» WHAT TO PRODUCE
Each record is to be transcribed exactly.

[Location identification entries]

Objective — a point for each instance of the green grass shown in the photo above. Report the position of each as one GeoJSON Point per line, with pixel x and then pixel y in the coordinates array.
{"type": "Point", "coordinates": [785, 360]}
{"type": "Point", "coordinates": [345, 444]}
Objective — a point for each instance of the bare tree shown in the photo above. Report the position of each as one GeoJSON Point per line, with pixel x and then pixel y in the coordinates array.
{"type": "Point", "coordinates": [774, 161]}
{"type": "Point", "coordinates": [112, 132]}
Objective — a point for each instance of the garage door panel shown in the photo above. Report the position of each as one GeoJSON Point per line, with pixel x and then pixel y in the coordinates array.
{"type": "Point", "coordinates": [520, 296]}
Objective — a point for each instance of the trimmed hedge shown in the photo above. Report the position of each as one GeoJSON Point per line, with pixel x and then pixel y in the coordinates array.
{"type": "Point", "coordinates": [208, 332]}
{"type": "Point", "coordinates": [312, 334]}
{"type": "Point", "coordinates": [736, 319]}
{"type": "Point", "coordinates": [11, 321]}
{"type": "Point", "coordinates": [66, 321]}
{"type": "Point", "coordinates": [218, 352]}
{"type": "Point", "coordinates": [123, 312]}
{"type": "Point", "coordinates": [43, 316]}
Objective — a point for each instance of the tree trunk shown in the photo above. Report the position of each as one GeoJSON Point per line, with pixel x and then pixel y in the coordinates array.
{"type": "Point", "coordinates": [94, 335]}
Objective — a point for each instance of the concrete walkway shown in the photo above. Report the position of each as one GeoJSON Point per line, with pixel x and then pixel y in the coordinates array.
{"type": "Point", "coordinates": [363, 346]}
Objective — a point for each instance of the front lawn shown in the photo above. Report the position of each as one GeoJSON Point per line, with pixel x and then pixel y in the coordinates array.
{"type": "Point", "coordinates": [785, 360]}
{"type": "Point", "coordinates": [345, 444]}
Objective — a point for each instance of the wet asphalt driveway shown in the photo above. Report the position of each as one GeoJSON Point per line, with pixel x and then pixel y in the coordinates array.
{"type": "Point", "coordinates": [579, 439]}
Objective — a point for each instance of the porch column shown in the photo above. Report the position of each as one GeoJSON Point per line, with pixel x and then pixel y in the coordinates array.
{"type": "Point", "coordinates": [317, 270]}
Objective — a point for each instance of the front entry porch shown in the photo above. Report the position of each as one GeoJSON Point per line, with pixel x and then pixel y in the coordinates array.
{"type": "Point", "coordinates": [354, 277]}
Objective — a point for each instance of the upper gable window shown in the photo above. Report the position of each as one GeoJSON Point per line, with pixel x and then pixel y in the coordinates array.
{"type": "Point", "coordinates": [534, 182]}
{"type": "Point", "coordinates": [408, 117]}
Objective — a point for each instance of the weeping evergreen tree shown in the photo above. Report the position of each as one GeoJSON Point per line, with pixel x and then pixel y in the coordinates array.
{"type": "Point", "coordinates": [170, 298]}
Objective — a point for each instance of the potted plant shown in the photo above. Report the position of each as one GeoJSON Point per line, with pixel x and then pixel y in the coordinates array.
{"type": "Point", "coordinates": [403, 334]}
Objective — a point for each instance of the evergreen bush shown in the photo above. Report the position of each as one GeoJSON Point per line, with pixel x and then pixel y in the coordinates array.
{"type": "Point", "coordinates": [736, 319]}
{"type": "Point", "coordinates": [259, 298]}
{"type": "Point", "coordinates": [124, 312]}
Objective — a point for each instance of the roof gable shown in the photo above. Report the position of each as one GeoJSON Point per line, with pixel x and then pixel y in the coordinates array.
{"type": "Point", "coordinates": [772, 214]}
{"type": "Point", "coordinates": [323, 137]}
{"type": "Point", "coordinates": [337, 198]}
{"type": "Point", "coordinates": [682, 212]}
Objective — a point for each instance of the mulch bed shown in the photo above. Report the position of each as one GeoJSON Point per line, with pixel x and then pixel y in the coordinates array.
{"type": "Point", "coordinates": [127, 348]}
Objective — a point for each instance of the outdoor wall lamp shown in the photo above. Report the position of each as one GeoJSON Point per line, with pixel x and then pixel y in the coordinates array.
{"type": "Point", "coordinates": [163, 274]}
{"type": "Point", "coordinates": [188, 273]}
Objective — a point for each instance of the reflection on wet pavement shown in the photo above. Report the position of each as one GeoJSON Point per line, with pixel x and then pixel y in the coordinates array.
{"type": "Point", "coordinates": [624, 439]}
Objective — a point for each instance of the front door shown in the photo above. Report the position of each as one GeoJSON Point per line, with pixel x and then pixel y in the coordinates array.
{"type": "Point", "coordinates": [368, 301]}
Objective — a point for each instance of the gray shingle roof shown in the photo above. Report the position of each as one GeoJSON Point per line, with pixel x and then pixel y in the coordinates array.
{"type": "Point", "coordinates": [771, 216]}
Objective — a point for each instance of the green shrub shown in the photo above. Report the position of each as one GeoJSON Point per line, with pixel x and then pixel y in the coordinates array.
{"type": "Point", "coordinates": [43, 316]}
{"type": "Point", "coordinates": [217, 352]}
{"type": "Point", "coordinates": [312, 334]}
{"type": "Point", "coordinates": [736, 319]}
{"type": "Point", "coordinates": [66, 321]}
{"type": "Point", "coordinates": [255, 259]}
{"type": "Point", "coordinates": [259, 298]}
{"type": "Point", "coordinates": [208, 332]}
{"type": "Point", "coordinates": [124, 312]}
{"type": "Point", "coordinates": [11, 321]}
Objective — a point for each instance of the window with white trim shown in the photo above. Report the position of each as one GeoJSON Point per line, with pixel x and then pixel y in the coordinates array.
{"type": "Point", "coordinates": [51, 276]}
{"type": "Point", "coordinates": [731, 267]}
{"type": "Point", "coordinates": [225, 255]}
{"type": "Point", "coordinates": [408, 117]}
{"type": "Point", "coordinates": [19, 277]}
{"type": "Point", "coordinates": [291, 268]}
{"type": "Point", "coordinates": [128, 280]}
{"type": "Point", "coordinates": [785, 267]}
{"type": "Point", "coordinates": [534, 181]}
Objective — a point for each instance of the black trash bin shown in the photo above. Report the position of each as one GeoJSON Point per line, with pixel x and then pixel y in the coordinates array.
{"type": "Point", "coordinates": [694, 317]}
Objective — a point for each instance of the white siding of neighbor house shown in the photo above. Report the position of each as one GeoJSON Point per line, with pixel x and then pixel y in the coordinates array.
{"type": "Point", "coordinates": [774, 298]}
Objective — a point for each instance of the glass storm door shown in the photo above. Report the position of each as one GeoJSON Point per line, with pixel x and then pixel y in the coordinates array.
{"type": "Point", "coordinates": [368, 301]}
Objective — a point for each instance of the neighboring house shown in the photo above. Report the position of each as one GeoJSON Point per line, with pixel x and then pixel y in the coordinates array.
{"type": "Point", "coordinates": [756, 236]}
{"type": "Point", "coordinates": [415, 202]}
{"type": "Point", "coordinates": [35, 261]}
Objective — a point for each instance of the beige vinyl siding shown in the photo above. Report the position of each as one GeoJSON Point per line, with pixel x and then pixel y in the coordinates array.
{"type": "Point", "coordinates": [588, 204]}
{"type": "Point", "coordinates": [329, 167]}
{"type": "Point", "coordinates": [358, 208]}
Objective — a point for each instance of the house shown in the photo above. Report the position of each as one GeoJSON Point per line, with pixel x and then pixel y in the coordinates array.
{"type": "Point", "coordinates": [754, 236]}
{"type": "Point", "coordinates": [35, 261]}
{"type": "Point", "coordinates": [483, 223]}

» COMPLETED EXERCISE
Objective — a point for each instance of the green grass shown in the photo above. Report the position of each as one GeoJSON Point per line, with pixel x and then pixel y in the coordinates array.
{"type": "Point", "coordinates": [785, 360]}
{"type": "Point", "coordinates": [345, 444]}
Objective — a point for each instance of the bare tree shown in the photo above. Report the position of each as one GeoJSON Point per line, with pixel x and then pixel y in the coordinates array.
{"type": "Point", "coordinates": [774, 161]}
{"type": "Point", "coordinates": [112, 132]}
Objective — a point for each instance of the garage door panel shown in the photo above. Report the position of each as one GeoJSON Point per line, with pixel x and then pixel y in the coordinates array.
{"type": "Point", "coordinates": [520, 296]}
Objective — a point for each instance of the trimmed hedge shown in the photo above. Report the position of each as one GeoJSON Point per line, with pixel x and then pixel y in the coordinates array.
{"type": "Point", "coordinates": [208, 332]}
{"type": "Point", "coordinates": [312, 334]}
{"type": "Point", "coordinates": [736, 319]}
{"type": "Point", "coordinates": [11, 321]}
{"type": "Point", "coordinates": [66, 321]}
{"type": "Point", "coordinates": [218, 352]}
{"type": "Point", "coordinates": [123, 312]}
{"type": "Point", "coordinates": [43, 316]}
Objective — a point for each instance of the tree trunk shown in the photo above. Report the position of each as one GeoJSON Point per line, with pixel x and then pixel y in the coordinates array.
{"type": "Point", "coordinates": [94, 335]}
Objective — a point for each instance of the concrete walkway shown in the photo above. Report the position of each as one GeoJSON Point per line, with pixel x and then pixel y in the coordinates array.
{"type": "Point", "coordinates": [363, 346]}
Objective — a point for each instance of the front lawn shown in the photo above. Report the position of each as one GeoJSON Point per line, with pixel x and then pixel y in the coordinates array.
{"type": "Point", "coordinates": [785, 360]}
{"type": "Point", "coordinates": [345, 444]}
Objective — a point for each instance of the wet asphalt driveway shown in the photo above. Report the position of each as one GeoJSON Point per line, with pixel x and then pixel y in the coordinates array.
{"type": "Point", "coordinates": [579, 439]}
Objective — a point for each instance of the porch column shown in the photo above. Report the position of each as one GeoJSON Point per line, with pixel x and then pixel y in the coordinates array.
{"type": "Point", "coordinates": [317, 270]}
Objective — a point for each instance of the front entry porch shown in the photo above. Report the position of each as one GeoJSON Point per line, with pixel x and then pixel y in the coordinates array.
{"type": "Point", "coordinates": [354, 277]}
Objective — a point for each instance of the upper gable window shown in the photo above. Report the position of each as one GeoJSON Point per line, with pixel x and then pixel y in the coordinates array.
{"type": "Point", "coordinates": [534, 182]}
{"type": "Point", "coordinates": [408, 117]}
Objective — a point for each instance of the weeping evergreen tree shown in the photo above. Report the position of each as one GeoJSON Point per line, with pixel x and then pixel y in the coordinates array.
{"type": "Point", "coordinates": [170, 298]}
Objective — a point for each instance of the potted plant shown in the photo above. Report the position of each as one GeoJSON Point per line, with pixel x and then pixel y in the coordinates array.
{"type": "Point", "coordinates": [403, 334]}
Objective — a point for each instance of the evergreen bush shown in the photo above. Report the position of each as one GeoJSON Point per line, with pixel x and then pixel y in the coordinates array.
{"type": "Point", "coordinates": [736, 319]}
{"type": "Point", "coordinates": [259, 298]}
{"type": "Point", "coordinates": [124, 312]}
Objective — a point for each instance of the roof gable shown in the photo above. Report the position of each as one GeoJSON Point per line, with pixel x and then pixel y in the coordinates array.
{"type": "Point", "coordinates": [772, 214]}
{"type": "Point", "coordinates": [323, 137]}
{"type": "Point", "coordinates": [337, 198]}
{"type": "Point", "coordinates": [682, 212]}
Objective — a point for each instance of the mulch bed shown in the photo above. Report the position of each as one GeoJSON Point per line, with pixel x and then pixel y in the coordinates array.
{"type": "Point", "coordinates": [127, 348]}
Objective — a point for each instance of the outdoor wall lamp shown in the photo above. Report the position of each as one GeoJSON Point per line, with pixel x and then pixel y in the coordinates array.
{"type": "Point", "coordinates": [163, 274]}
{"type": "Point", "coordinates": [188, 273]}
Objective — a point for each instance of the reflection on wet pavement shown in the photo above. Report the position of each as one GeoJSON Point per line, with pixel x and then pixel y in the coordinates array.
{"type": "Point", "coordinates": [624, 439]}
Objective — a point for each instance of the front door shown in the photo above. Report the position of each as one GeoJSON Point per line, with pixel x and then pixel y in the coordinates array.
{"type": "Point", "coordinates": [368, 301]}
Objective — a point for each instance of the gray shingle roof shown in the photo above. Report the position of each as one GeoJSON Point per line, with pixel x and then pixel y in the coordinates array.
{"type": "Point", "coordinates": [771, 216]}
Objective — a point for each instance of the green shrub shown in the photo above. Report the position of each as one GeoJSON Point per line, with pixel x and then pixel y in the coordinates array.
{"type": "Point", "coordinates": [43, 316]}
{"type": "Point", "coordinates": [217, 352]}
{"type": "Point", "coordinates": [312, 334]}
{"type": "Point", "coordinates": [736, 319]}
{"type": "Point", "coordinates": [66, 321]}
{"type": "Point", "coordinates": [255, 259]}
{"type": "Point", "coordinates": [259, 298]}
{"type": "Point", "coordinates": [208, 332]}
{"type": "Point", "coordinates": [124, 312]}
{"type": "Point", "coordinates": [11, 321]}
Objective — a point for each instance of the window with white trim shown in the photo above. Report the position of each as one GeoJSON Point per line, with pixel x and then pixel y in the coordinates array.
{"type": "Point", "coordinates": [51, 276]}
{"type": "Point", "coordinates": [731, 267]}
{"type": "Point", "coordinates": [225, 255]}
{"type": "Point", "coordinates": [408, 117]}
{"type": "Point", "coordinates": [19, 277]}
{"type": "Point", "coordinates": [291, 268]}
{"type": "Point", "coordinates": [128, 280]}
{"type": "Point", "coordinates": [785, 267]}
{"type": "Point", "coordinates": [534, 181]}
Objective — a point for each instance of the black trash bin shown in the photo above. Report the position of each as one GeoJSON Point per line, with pixel x and then pixel y in the coordinates array.
{"type": "Point", "coordinates": [694, 317]}
Objective — a point for each instance of the white siding of neighbor house shown in the photo above. Report the position of each as one GeoJSON Point per line, with pixel x and then pixel y in the coordinates array.
{"type": "Point", "coordinates": [774, 298]}
Objective — a point for each instance of the glass storm door shown in the photo above. Report the position of each as one GeoJSON Point per line, with pixel x and then pixel y in the coordinates array.
{"type": "Point", "coordinates": [368, 301]}
Objective — a point for each instance of the neighboring house shown in the photo above. Report the position of each as one GeoJSON Point per line, with pixel x and then pixel y in the coordinates array.
{"type": "Point", "coordinates": [756, 236]}
{"type": "Point", "coordinates": [415, 202]}
{"type": "Point", "coordinates": [35, 261]}
Objective — a point for each instance of the beige vinyl siding shown in the photo above. Report the position of each as one GeoJSON Point per line, with pixel x and then pixel y in the coordinates array.
{"type": "Point", "coordinates": [588, 204]}
{"type": "Point", "coordinates": [329, 167]}
{"type": "Point", "coordinates": [358, 208]}
Objective — a point for each instance of the house shown in the photo above. Report the position of each as one GeoJSON Point per line, with pixel x and then pixel y in the coordinates array.
{"type": "Point", "coordinates": [754, 236]}
{"type": "Point", "coordinates": [35, 261]}
{"type": "Point", "coordinates": [483, 223]}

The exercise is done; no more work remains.